_SET PROBLEM_
Copy out, character for character, the stretch of the records from the very start through the line containing "pixel 82 84", including both ends.

Point placement records
++++++++++++++++++++

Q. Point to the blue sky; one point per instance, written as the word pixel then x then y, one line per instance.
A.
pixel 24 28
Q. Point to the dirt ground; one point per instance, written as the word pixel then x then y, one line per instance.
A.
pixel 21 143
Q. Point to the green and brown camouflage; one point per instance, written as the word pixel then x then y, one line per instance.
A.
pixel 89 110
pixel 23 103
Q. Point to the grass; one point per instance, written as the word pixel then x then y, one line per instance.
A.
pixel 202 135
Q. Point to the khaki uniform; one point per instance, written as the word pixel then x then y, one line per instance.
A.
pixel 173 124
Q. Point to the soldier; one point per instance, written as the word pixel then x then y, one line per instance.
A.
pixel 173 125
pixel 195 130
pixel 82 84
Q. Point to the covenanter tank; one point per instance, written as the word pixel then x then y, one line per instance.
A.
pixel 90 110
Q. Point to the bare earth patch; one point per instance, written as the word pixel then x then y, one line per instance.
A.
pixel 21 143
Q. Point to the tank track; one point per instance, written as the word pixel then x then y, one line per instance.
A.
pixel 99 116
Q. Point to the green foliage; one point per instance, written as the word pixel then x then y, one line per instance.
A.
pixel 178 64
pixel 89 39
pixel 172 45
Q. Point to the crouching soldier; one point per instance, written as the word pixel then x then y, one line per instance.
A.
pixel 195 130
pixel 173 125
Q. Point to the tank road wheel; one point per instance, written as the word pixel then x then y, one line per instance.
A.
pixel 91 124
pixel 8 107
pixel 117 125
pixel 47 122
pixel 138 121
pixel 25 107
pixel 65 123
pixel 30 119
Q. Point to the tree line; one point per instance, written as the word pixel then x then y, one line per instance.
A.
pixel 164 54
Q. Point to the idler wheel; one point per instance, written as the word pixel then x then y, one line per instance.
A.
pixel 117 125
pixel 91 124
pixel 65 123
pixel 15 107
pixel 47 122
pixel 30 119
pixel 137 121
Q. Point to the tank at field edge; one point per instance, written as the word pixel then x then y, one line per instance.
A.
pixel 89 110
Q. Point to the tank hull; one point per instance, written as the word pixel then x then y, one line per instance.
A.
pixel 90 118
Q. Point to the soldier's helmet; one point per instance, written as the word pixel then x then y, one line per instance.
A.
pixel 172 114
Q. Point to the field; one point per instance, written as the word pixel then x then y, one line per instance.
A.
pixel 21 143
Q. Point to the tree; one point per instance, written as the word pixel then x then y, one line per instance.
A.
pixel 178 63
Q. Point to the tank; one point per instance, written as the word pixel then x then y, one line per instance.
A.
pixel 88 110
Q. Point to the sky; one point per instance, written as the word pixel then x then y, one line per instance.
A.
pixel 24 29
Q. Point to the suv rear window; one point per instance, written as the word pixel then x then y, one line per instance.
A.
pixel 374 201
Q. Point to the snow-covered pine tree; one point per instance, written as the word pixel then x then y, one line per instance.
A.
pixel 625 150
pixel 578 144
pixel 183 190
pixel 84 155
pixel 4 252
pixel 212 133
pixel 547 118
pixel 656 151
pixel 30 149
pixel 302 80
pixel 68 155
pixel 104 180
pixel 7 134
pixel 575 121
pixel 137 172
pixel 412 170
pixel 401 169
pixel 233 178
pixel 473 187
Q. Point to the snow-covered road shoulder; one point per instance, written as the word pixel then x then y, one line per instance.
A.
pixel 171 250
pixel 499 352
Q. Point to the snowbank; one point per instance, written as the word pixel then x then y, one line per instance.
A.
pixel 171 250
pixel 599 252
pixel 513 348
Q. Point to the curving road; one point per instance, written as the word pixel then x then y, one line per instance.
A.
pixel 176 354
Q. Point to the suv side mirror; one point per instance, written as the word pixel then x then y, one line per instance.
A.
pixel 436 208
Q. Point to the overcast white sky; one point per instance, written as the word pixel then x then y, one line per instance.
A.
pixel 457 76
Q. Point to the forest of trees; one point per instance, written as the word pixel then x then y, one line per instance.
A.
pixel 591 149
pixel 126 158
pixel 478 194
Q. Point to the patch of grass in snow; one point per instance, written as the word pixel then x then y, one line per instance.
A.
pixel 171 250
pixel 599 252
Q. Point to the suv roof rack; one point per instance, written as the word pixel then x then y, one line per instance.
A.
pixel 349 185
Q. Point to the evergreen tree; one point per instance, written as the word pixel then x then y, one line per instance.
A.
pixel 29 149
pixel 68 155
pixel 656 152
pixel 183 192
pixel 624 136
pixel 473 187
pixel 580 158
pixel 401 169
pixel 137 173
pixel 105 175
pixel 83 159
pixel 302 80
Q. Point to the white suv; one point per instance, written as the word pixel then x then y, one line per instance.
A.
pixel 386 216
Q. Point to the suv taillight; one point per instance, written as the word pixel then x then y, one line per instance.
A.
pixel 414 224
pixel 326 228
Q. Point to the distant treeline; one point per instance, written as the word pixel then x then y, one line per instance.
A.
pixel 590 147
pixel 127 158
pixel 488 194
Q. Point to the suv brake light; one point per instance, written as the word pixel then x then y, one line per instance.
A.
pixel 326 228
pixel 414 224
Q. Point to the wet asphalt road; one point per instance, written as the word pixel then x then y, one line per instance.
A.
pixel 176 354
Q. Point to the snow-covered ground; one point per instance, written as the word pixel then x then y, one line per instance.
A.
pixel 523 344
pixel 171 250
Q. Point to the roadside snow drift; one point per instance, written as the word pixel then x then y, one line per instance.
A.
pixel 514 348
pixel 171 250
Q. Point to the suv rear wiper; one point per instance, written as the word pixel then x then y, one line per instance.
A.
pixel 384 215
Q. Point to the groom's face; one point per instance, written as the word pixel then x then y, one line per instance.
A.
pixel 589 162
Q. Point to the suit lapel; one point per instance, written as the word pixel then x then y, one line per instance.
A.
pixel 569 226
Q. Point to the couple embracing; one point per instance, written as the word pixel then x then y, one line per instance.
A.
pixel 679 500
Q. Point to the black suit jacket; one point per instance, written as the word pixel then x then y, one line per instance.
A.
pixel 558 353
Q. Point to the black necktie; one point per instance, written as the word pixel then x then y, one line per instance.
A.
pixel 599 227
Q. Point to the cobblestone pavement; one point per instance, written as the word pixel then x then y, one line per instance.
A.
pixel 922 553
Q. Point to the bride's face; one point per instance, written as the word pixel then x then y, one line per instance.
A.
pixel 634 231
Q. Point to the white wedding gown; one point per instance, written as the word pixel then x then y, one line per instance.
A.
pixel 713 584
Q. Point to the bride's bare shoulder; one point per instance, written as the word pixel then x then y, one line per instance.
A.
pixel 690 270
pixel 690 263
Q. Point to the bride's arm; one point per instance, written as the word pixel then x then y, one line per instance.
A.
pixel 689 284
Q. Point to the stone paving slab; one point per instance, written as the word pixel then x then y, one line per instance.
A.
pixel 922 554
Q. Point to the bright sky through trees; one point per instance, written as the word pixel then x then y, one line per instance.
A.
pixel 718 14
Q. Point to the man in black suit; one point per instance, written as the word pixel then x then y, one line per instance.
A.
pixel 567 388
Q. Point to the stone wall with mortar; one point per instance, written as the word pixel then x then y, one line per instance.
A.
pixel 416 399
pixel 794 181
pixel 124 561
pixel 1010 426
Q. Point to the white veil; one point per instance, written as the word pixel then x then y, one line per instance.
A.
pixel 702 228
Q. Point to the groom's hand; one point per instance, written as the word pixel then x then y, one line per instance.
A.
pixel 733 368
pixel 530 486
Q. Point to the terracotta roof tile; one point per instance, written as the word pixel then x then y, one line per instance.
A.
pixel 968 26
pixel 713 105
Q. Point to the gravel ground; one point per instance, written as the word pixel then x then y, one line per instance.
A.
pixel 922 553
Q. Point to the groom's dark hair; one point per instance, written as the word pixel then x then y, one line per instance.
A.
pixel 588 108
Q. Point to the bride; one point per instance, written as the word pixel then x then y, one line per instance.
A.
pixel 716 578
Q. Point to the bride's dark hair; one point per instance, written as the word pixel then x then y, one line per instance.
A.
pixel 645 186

++++++++++++++++++++

_RESPONSE_
Q. Point to the blue sky; one point per instance, written as the word pixel then x then y, one line per instance.
A.
pixel 24 28
Q. Point to the dirt ground; one point per instance, written as the word pixel then x then y, one line per instance.
A.
pixel 21 143
Q. Point to the green and brown camouflage; one point per instance, written as the word pixel then x then y, one line per instance.
A.
pixel 89 110
pixel 23 103
Q. Point to the grass; one point per instance, written as the word pixel then x then y, one line per instance.
A.
pixel 202 135
Q. Point to the khaki uniform; one point per instance, written as the word pixel then x then y, one line per instance.
A.
pixel 173 124
Q. Point to the soldier; one point per instance, written as the word pixel then x then y, one line per instance.
A.
pixel 173 125
pixel 195 130
pixel 82 84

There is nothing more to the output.